## What is being asked
Copy each line from the listing below where the word "storefront" shows up.

= = =

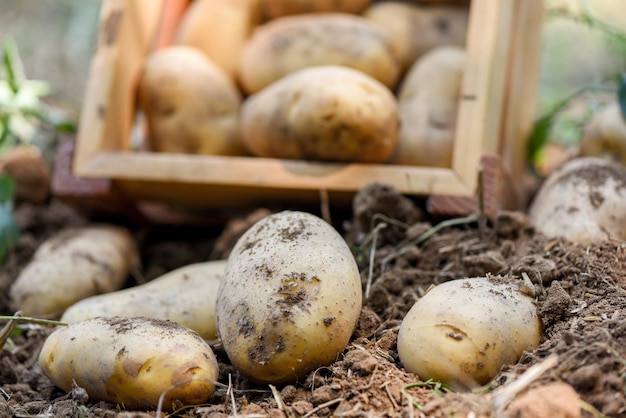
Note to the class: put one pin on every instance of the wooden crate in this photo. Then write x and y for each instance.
(494, 119)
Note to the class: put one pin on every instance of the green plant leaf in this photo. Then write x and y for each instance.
(9, 230)
(12, 65)
(621, 94)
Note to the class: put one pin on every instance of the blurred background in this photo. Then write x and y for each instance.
(55, 39)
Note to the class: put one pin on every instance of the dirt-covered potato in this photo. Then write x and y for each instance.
(292, 43)
(329, 113)
(191, 105)
(290, 298)
(605, 135)
(186, 295)
(462, 332)
(73, 265)
(131, 362)
(219, 28)
(279, 8)
(428, 106)
(582, 201)
(415, 29)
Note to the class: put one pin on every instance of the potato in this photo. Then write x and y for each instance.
(428, 107)
(279, 8)
(290, 298)
(131, 361)
(329, 113)
(73, 265)
(414, 29)
(292, 43)
(462, 332)
(191, 105)
(605, 135)
(186, 295)
(219, 28)
(582, 201)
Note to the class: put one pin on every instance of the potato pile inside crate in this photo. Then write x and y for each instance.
(344, 81)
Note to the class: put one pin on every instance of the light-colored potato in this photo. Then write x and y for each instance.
(290, 298)
(131, 361)
(582, 201)
(605, 135)
(73, 265)
(279, 8)
(186, 295)
(415, 29)
(191, 105)
(462, 332)
(328, 113)
(219, 28)
(292, 43)
(428, 106)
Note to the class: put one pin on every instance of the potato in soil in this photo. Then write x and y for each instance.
(73, 265)
(131, 361)
(582, 201)
(462, 332)
(290, 298)
(186, 295)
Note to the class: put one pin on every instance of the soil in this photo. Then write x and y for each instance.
(580, 292)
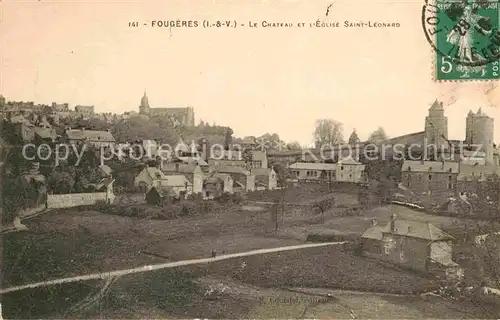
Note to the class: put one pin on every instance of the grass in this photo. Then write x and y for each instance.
(45, 302)
(325, 267)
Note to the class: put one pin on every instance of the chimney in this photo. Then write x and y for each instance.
(393, 222)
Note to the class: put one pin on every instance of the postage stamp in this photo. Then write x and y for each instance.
(465, 37)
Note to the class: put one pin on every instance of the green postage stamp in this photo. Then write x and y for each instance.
(465, 37)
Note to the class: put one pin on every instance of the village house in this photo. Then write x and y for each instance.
(192, 172)
(159, 196)
(180, 185)
(256, 158)
(417, 245)
(104, 171)
(474, 178)
(99, 139)
(149, 177)
(350, 170)
(265, 178)
(227, 182)
(433, 182)
(213, 187)
(313, 171)
(85, 111)
(243, 179)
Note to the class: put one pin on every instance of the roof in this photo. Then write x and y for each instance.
(417, 229)
(155, 173)
(176, 180)
(436, 106)
(102, 183)
(163, 191)
(430, 166)
(258, 155)
(374, 232)
(213, 180)
(313, 166)
(411, 138)
(233, 169)
(106, 169)
(261, 171)
(237, 184)
(222, 176)
(46, 133)
(92, 135)
(194, 160)
(179, 167)
(348, 161)
(470, 171)
(264, 180)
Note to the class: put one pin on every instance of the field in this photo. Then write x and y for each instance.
(73, 242)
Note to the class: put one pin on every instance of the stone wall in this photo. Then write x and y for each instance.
(74, 199)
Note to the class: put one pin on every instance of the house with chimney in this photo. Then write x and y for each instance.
(417, 245)
(193, 173)
(99, 139)
(432, 182)
(243, 180)
(265, 178)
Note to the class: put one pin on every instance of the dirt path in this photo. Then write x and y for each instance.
(115, 273)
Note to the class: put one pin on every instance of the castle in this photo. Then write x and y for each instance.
(185, 115)
(479, 132)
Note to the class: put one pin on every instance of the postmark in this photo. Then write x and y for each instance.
(465, 37)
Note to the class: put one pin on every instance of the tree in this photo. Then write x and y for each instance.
(353, 138)
(328, 131)
(378, 135)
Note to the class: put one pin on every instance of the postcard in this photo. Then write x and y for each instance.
(250, 159)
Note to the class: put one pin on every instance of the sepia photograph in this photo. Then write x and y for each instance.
(252, 159)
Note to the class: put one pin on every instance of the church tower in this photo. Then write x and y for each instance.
(436, 126)
(480, 132)
(144, 107)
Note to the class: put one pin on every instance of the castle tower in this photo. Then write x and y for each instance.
(480, 131)
(144, 107)
(436, 126)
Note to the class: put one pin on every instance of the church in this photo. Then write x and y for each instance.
(184, 115)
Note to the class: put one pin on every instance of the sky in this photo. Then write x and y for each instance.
(255, 80)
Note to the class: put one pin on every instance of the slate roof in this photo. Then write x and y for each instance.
(222, 176)
(471, 172)
(106, 169)
(155, 173)
(182, 167)
(261, 172)
(163, 191)
(313, 166)
(46, 133)
(233, 169)
(177, 180)
(430, 166)
(349, 161)
(92, 135)
(409, 228)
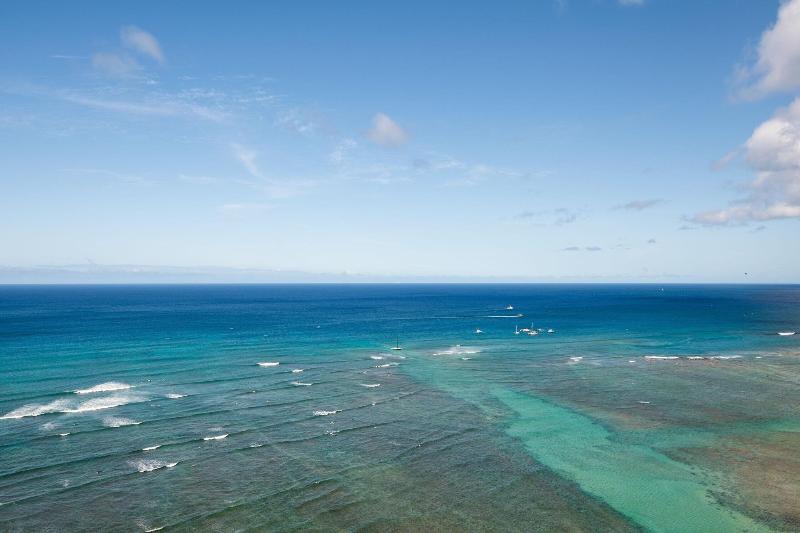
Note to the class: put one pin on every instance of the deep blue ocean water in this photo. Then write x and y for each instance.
(664, 408)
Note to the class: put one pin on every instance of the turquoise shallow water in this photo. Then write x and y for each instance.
(671, 408)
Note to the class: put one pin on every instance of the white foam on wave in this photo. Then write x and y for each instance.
(458, 350)
(109, 386)
(98, 404)
(68, 406)
(56, 406)
(148, 465)
(118, 421)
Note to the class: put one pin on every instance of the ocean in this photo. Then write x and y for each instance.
(284, 407)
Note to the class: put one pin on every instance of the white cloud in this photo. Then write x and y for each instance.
(116, 66)
(773, 151)
(386, 131)
(777, 67)
(143, 42)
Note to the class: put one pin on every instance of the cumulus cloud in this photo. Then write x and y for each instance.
(773, 151)
(777, 64)
(639, 205)
(386, 132)
(116, 66)
(142, 42)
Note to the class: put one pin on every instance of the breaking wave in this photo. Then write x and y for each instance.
(109, 386)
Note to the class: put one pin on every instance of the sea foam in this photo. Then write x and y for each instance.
(109, 386)
(458, 350)
(117, 421)
(148, 465)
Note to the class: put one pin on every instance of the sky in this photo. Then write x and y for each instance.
(548, 140)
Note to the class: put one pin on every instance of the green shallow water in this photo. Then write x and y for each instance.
(572, 431)
(646, 486)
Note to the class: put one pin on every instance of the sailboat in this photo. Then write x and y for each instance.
(397, 345)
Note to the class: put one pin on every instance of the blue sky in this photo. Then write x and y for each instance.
(563, 140)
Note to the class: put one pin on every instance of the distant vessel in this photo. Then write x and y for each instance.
(397, 345)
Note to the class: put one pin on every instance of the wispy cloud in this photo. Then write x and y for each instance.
(582, 249)
(640, 205)
(163, 105)
(386, 132)
(239, 209)
(142, 42)
(116, 66)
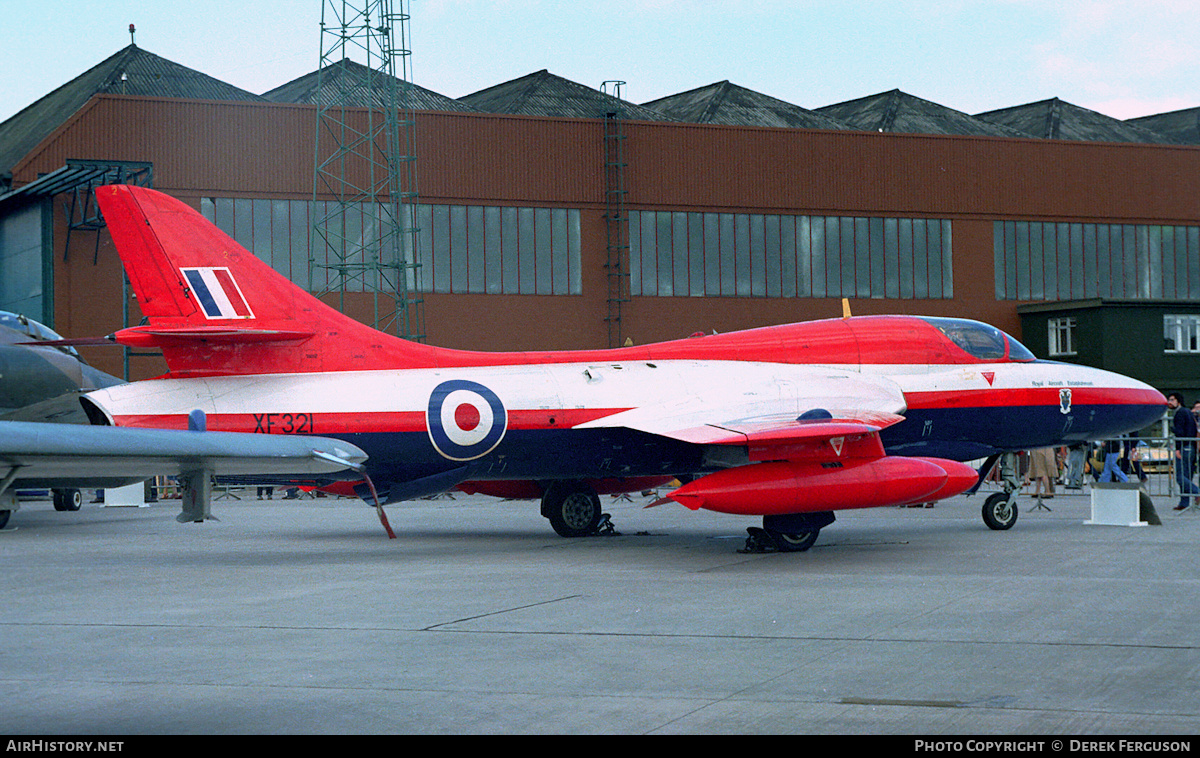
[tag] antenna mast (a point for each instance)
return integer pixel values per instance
(365, 174)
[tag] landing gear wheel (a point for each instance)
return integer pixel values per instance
(795, 542)
(573, 509)
(67, 499)
(999, 511)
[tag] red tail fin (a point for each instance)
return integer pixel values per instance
(215, 308)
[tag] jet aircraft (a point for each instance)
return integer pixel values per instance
(39, 456)
(789, 422)
(37, 380)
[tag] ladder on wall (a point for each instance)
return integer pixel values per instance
(616, 215)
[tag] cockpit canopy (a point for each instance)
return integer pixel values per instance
(982, 341)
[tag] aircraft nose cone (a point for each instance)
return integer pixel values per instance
(1116, 404)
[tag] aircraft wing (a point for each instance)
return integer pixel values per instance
(52, 455)
(797, 415)
(811, 446)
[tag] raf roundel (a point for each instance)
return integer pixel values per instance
(466, 420)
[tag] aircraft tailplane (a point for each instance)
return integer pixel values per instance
(215, 308)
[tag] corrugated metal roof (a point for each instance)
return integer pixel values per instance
(543, 94)
(731, 104)
(130, 71)
(898, 112)
(1180, 125)
(354, 84)
(1055, 119)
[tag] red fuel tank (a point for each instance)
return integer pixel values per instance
(798, 487)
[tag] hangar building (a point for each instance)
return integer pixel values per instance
(736, 210)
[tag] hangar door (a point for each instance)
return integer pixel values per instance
(23, 284)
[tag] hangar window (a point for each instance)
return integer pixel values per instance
(1051, 260)
(1061, 335)
(460, 248)
(1181, 334)
(681, 253)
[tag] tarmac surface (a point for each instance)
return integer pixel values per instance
(303, 618)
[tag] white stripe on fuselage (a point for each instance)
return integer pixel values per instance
(634, 384)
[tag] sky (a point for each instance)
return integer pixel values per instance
(1122, 58)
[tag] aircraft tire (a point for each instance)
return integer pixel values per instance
(793, 542)
(999, 512)
(573, 509)
(70, 499)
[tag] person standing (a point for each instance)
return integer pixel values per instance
(1183, 426)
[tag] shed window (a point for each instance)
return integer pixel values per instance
(1181, 334)
(1061, 334)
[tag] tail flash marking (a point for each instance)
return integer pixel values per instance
(217, 293)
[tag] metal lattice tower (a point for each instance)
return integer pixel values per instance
(365, 174)
(616, 215)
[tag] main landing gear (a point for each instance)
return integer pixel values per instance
(574, 510)
(1000, 507)
(793, 533)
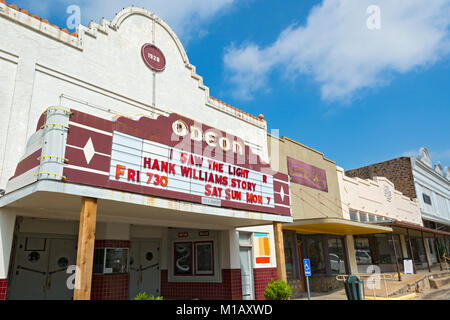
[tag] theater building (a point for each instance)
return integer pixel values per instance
(320, 231)
(120, 174)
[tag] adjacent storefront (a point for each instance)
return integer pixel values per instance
(319, 231)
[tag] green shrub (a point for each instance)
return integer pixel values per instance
(277, 290)
(144, 296)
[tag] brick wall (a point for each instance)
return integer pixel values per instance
(3, 287)
(229, 289)
(109, 287)
(262, 277)
(398, 171)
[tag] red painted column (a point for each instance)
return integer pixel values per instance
(3, 287)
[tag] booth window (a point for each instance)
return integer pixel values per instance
(363, 217)
(353, 215)
(110, 261)
(336, 254)
(289, 254)
(193, 258)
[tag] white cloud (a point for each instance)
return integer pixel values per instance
(186, 17)
(337, 49)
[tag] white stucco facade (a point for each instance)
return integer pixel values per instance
(376, 198)
(100, 71)
(432, 185)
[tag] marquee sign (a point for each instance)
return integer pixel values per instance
(307, 175)
(172, 157)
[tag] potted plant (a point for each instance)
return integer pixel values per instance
(277, 290)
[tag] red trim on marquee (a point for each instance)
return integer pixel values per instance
(27, 164)
(159, 131)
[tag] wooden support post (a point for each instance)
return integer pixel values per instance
(426, 252)
(279, 251)
(85, 254)
(438, 253)
(396, 258)
(412, 254)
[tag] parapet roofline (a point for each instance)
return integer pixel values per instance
(23, 17)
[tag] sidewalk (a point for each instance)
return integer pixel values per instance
(410, 287)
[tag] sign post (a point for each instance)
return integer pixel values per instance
(307, 268)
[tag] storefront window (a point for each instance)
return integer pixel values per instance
(378, 250)
(362, 251)
(116, 261)
(316, 256)
(336, 254)
(420, 259)
(289, 255)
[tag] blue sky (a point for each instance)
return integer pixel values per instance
(314, 68)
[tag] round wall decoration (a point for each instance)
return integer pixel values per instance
(153, 57)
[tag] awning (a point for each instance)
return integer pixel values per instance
(415, 227)
(335, 226)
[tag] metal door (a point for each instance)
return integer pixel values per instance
(144, 268)
(30, 269)
(62, 255)
(246, 273)
(40, 267)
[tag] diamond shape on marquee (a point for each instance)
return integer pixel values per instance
(89, 151)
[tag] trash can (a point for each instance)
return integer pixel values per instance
(353, 288)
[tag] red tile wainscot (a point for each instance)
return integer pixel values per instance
(229, 289)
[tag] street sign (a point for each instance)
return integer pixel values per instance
(307, 267)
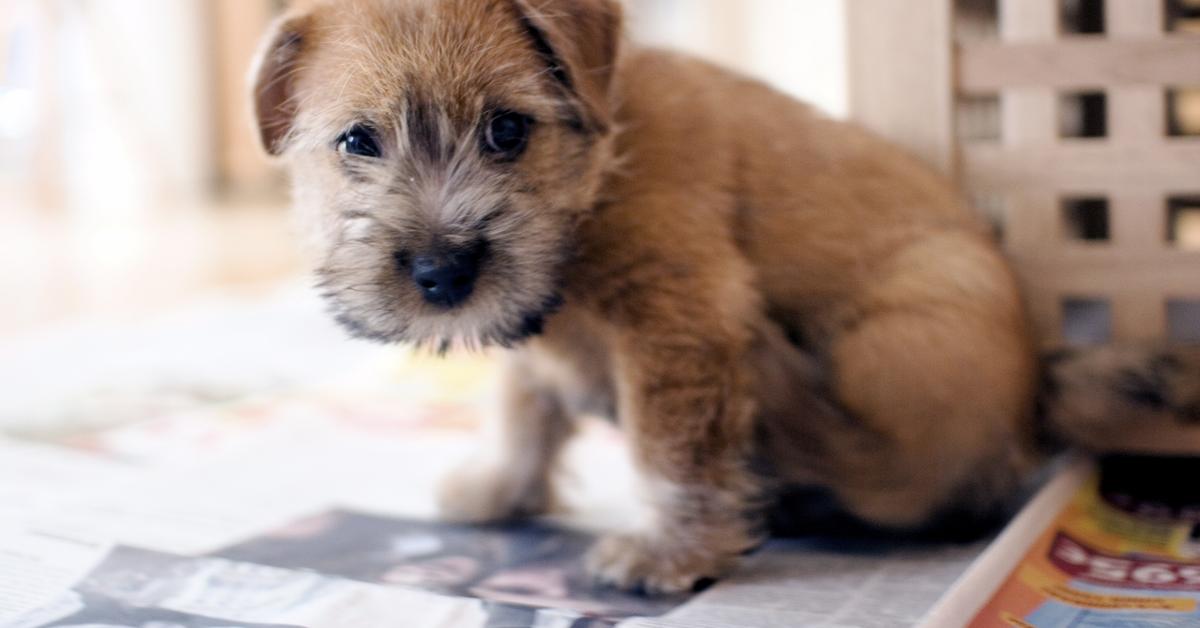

= = =

## Exercise response
[tag] adjacent storefront (a point for each instance)
[tag] storefront window (a point for each instance)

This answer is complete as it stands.